◆ Data to use:
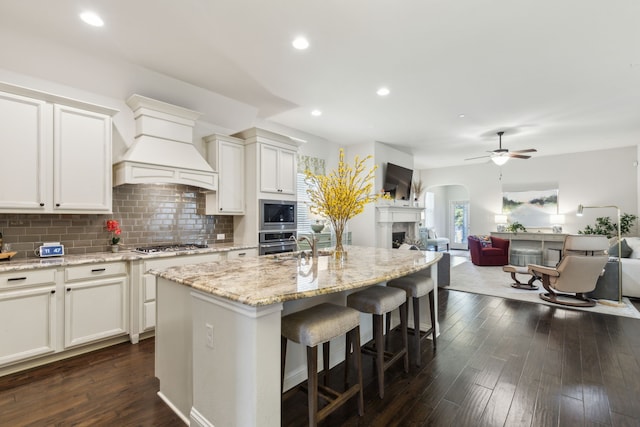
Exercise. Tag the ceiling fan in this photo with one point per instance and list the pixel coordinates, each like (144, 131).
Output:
(502, 155)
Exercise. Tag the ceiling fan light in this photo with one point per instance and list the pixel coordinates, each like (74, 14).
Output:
(500, 160)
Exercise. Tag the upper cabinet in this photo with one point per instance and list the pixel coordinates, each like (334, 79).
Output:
(226, 155)
(277, 170)
(271, 164)
(56, 153)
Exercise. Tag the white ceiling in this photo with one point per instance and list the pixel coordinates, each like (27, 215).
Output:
(560, 76)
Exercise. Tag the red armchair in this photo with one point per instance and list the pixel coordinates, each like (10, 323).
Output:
(496, 253)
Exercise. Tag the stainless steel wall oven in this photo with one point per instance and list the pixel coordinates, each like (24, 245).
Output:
(275, 242)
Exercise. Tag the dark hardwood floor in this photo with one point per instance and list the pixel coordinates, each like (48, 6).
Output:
(499, 363)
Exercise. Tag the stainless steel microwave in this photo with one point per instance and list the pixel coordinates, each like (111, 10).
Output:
(278, 215)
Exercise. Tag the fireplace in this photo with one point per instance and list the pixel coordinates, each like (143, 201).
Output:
(397, 238)
(397, 224)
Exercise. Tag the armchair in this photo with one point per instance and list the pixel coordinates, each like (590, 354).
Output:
(583, 261)
(489, 250)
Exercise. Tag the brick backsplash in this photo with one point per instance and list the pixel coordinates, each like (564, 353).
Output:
(148, 214)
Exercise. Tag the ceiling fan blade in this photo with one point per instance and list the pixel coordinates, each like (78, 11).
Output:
(474, 158)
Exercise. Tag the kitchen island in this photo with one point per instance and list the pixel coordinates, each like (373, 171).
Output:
(218, 328)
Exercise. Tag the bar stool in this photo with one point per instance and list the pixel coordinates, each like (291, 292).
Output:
(312, 327)
(415, 286)
(378, 301)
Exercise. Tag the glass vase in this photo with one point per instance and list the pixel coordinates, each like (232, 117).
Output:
(338, 233)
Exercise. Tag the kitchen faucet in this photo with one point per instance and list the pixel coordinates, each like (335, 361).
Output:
(313, 243)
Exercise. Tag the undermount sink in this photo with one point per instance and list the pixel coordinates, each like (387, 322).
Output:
(287, 256)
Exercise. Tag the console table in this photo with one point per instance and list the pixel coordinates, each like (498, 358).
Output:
(549, 243)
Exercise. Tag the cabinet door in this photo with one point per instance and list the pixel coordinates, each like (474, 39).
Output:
(95, 310)
(269, 169)
(82, 160)
(287, 172)
(27, 323)
(23, 132)
(231, 175)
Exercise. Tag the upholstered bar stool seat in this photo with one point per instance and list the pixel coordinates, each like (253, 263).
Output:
(416, 286)
(312, 327)
(378, 301)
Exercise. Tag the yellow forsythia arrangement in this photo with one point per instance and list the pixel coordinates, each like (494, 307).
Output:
(342, 194)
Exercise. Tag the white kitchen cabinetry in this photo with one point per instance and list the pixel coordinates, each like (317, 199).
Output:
(96, 297)
(58, 153)
(226, 155)
(277, 170)
(27, 315)
(270, 173)
(143, 298)
(240, 254)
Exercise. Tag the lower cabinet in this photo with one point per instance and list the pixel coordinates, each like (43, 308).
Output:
(95, 303)
(27, 316)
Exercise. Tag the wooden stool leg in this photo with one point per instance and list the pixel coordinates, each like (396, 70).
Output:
(405, 338)
(347, 358)
(358, 355)
(283, 357)
(379, 342)
(312, 373)
(325, 362)
(416, 328)
(432, 313)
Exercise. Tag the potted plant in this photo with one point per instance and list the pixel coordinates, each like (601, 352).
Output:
(604, 226)
(515, 226)
(113, 227)
(417, 188)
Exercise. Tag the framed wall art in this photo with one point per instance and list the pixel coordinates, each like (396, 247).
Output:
(531, 208)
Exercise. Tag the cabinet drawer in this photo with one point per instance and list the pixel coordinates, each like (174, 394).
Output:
(27, 278)
(245, 253)
(94, 271)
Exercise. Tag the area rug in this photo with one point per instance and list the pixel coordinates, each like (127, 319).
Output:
(493, 281)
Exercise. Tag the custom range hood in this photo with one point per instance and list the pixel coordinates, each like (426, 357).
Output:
(163, 151)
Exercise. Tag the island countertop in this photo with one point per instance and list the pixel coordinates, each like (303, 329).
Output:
(272, 279)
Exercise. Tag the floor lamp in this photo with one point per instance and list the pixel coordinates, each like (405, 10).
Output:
(579, 213)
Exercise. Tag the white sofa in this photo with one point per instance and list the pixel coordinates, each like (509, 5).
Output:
(631, 269)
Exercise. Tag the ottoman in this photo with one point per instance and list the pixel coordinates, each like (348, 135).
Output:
(525, 256)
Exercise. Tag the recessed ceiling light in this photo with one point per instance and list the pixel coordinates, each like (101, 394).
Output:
(92, 19)
(300, 43)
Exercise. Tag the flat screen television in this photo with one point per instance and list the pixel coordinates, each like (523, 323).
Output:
(397, 182)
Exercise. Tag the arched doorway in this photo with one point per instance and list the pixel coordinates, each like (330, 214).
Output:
(447, 211)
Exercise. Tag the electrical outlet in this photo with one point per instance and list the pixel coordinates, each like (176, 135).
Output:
(209, 329)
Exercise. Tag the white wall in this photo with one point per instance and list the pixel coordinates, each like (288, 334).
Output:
(607, 177)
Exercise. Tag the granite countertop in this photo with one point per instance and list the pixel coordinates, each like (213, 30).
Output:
(98, 257)
(271, 279)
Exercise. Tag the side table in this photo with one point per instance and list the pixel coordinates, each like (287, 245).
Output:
(607, 285)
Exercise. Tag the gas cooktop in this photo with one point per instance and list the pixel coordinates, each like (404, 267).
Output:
(170, 248)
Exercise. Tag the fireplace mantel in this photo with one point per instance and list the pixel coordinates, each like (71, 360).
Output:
(398, 213)
(387, 215)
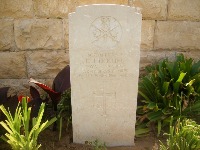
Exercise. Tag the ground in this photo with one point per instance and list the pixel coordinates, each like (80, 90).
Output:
(49, 141)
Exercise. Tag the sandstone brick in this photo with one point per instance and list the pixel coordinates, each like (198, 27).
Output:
(184, 10)
(52, 8)
(39, 34)
(17, 86)
(66, 33)
(152, 9)
(147, 34)
(86, 2)
(6, 34)
(16, 8)
(46, 64)
(12, 65)
(22, 86)
(177, 35)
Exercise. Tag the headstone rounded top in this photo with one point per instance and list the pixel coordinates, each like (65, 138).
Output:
(105, 32)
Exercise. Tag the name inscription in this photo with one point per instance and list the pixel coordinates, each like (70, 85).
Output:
(104, 64)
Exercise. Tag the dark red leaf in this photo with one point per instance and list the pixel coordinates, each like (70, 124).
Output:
(43, 86)
(3, 94)
(55, 96)
(34, 92)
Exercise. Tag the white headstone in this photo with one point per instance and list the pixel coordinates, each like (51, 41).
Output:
(104, 47)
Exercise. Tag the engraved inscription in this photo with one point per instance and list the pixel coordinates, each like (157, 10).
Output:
(104, 96)
(104, 64)
(105, 32)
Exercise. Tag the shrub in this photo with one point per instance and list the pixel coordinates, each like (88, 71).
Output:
(170, 88)
(184, 135)
(19, 135)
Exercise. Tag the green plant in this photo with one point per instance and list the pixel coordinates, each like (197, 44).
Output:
(19, 134)
(184, 135)
(170, 88)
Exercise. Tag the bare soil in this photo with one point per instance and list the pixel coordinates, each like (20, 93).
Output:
(49, 141)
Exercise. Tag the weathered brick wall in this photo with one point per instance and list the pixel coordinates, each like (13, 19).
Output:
(34, 35)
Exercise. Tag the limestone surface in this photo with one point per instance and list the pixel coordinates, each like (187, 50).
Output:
(104, 47)
(52, 8)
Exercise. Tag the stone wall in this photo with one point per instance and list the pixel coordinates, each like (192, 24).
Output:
(34, 35)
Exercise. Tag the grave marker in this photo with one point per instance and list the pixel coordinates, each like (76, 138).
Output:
(104, 47)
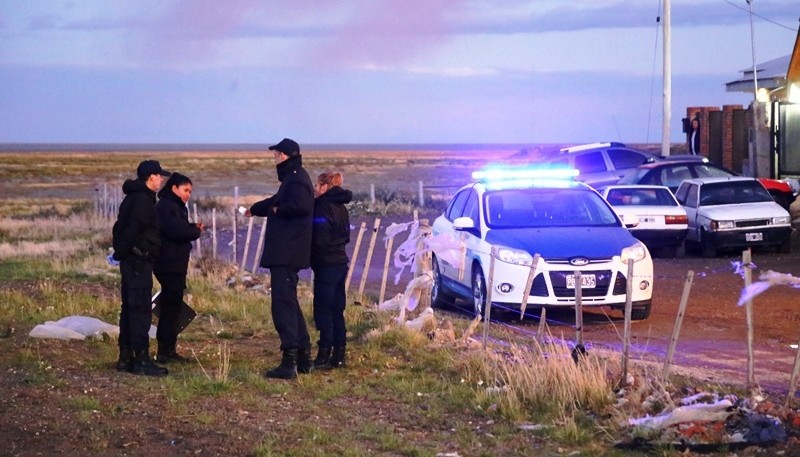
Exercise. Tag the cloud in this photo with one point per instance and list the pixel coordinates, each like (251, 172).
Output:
(388, 31)
(576, 16)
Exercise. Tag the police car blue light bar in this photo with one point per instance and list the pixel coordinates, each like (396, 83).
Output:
(493, 174)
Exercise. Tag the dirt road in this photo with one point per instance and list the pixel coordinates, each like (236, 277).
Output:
(712, 344)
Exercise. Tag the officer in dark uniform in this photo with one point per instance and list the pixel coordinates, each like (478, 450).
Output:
(137, 242)
(287, 250)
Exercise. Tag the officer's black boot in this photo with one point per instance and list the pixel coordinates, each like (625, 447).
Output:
(143, 365)
(288, 367)
(323, 360)
(125, 361)
(337, 359)
(304, 363)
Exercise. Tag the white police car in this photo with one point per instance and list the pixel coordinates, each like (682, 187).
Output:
(518, 214)
(733, 212)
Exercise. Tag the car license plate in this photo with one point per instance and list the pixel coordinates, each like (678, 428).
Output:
(587, 282)
(757, 236)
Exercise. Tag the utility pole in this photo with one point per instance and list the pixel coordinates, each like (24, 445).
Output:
(755, 163)
(665, 124)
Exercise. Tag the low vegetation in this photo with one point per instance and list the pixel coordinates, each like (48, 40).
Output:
(403, 393)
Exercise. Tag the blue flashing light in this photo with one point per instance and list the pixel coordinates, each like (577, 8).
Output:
(530, 183)
(498, 174)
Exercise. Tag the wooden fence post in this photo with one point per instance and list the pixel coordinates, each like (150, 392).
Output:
(389, 244)
(246, 244)
(542, 323)
(355, 256)
(626, 339)
(368, 260)
(528, 284)
(214, 233)
(795, 374)
(487, 308)
(199, 248)
(233, 238)
(578, 311)
(259, 246)
(748, 306)
(687, 286)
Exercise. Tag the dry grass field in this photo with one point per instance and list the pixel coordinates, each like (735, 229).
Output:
(402, 394)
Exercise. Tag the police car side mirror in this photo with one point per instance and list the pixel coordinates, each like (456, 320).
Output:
(630, 220)
(464, 223)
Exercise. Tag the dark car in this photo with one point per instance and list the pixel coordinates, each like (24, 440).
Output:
(600, 164)
(671, 172)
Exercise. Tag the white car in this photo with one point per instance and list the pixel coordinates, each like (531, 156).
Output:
(733, 212)
(662, 220)
(567, 223)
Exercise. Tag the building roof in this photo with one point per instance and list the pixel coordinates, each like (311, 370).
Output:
(771, 75)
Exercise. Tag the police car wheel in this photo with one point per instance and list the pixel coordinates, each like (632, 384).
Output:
(439, 298)
(478, 291)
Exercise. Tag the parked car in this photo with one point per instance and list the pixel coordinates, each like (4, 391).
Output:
(600, 164)
(662, 220)
(733, 212)
(567, 223)
(671, 172)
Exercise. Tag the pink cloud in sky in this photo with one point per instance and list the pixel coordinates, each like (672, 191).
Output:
(383, 32)
(188, 29)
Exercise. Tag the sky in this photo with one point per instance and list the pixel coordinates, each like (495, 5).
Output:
(371, 71)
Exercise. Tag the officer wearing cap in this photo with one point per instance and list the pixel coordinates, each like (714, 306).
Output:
(137, 243)
(287, 250)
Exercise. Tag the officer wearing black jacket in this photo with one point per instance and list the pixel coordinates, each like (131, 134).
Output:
(137, 243)
(331, 233)
(287, 250)
(177, 234)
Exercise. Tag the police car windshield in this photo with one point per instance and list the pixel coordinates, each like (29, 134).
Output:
(521, 208)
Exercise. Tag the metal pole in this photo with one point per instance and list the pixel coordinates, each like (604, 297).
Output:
(754, 165)
(667, 113)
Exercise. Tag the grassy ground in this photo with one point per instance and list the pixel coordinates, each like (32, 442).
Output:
(404, 393)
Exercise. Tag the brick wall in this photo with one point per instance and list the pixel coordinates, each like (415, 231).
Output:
(727, 129)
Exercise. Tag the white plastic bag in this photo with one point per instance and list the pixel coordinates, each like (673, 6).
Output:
(50, 330)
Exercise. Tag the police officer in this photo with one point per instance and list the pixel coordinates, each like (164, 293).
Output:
(137, 242)
(287, 249)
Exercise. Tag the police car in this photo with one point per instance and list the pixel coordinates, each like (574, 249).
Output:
(507, 217)
(733, 212)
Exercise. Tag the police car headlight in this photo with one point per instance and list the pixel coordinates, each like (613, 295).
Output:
(722, 225)
(514, 256)
(636, 252)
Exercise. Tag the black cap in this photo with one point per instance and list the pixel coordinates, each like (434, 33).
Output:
(287, 146)
(150, 167)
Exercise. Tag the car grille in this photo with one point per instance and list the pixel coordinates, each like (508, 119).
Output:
(559, 281)
(753, 223)
(566, 261)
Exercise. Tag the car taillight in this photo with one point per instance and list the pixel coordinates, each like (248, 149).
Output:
(676, 220)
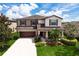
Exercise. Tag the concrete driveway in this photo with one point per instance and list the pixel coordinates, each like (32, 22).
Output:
(22, 47)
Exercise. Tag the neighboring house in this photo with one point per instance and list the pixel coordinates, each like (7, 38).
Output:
(37, 25)
(13, 25)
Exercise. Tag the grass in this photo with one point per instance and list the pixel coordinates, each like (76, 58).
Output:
(3, 50)
(57, 51)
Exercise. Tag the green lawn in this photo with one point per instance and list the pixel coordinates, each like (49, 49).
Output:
(3, 50)
(57, 51)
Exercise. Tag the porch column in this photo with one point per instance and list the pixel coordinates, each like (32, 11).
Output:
(46, 34)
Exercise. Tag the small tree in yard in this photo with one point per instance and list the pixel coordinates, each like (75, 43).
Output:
(54, 34)
(5, 31)
(70, 31)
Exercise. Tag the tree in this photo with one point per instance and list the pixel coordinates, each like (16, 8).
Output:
(55, 34)
(70, 30)
(5, 31)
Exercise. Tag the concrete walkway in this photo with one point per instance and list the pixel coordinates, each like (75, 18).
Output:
(22, 47)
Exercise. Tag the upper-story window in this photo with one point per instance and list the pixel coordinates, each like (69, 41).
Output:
(53, 22)
(34, 22)
(22, 23)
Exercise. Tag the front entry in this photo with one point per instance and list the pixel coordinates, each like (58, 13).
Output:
(27, 34)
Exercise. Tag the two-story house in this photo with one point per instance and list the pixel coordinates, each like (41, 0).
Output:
(37, 25)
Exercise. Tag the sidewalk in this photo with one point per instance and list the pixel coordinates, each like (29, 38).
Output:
(22, 47)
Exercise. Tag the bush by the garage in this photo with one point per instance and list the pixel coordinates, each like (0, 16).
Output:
(37, 39)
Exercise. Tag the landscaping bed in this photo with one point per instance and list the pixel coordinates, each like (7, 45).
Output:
(57, 51)
(8, 43)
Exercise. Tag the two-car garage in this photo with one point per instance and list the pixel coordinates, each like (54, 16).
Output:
(27, 34)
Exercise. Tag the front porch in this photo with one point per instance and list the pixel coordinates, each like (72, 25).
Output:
(42, 34)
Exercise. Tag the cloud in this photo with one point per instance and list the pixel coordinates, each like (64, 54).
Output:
(42, 12)
(23, 10)
(33, 5)
(15, 8)
(1, 7)
(5, 6)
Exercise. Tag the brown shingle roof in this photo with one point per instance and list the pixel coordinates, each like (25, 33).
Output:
(35, 17)
(38, 17)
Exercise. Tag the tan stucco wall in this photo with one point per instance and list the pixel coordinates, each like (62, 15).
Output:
(47, 21)
(13, 26)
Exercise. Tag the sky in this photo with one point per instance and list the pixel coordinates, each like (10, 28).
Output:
(68, 11)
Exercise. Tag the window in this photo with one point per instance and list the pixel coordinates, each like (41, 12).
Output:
(22, 22)
(34, 22)
(53, 22)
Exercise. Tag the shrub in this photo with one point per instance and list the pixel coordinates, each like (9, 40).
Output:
(39, 44)
(69, 43)
(15, 35)
(77, 45)
(37, 39)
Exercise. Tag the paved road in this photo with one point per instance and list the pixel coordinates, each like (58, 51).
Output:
(22, 47)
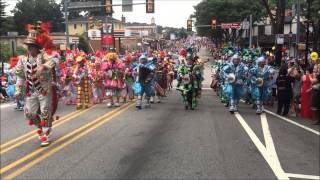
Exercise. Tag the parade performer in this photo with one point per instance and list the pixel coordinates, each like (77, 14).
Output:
(35, 71)
(96, 80)
(81, 78)
(114, 79)
(145, 76)
(234, 75)
(189, 79)
(129, 78)
(260, 76)
(69, 90)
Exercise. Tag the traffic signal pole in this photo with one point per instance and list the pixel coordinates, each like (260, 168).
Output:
(66, 22)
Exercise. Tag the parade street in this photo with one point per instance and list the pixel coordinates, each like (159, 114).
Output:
(162, 142)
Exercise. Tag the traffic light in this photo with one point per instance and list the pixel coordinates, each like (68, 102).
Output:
(150, 6)
(109, 9)
(213, 24)
(100, 24)
(189, 25)
(91, 23)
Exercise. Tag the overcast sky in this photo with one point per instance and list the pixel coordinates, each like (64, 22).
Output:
(172, 13)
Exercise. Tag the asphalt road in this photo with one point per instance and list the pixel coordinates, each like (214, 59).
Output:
(163, 142)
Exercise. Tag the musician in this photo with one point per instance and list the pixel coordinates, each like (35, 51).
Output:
(234, 75)
(260, 76)
(145, 78)
(81, 77)
(35, 73)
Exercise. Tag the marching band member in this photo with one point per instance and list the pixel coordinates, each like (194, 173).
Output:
(260, 75)
(35, 71)
(145, 77)
(82, 81)
(114, 79)
(234, 73)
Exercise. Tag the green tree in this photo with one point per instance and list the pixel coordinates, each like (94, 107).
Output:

◆ About this exercise: In the records above, find each line that mentions the string "fireplace", then copy it.

◆ Response:
Exercise. Tag the fireplace in this photo with one point per instance and list the pixel coordinates, each like (143, 201).
Exercise. Tag the fireplace mantel in this photo with one point per instance and list the pixel coordinates, each like (71, 360).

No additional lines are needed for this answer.